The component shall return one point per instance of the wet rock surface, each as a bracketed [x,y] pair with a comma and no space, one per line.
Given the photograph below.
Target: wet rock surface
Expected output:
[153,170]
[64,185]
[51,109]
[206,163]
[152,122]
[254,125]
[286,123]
────
*What you will do*
Please present the rows above as a numbered list, omitting any blank lines.

*Response for this exercise*
1. The component shall return one point per instance of the wet rock surface, each as a bracketed [x,y] pair with a comma and no space, one per line.
2. Given the photograph below.
3. Target: wet rock surface
4. Expected output:
5. [153,170]
6. [64,185]
7. [51,109]
8. [206,163]
9. [152,122]
10. [254,125]
11. [286,123]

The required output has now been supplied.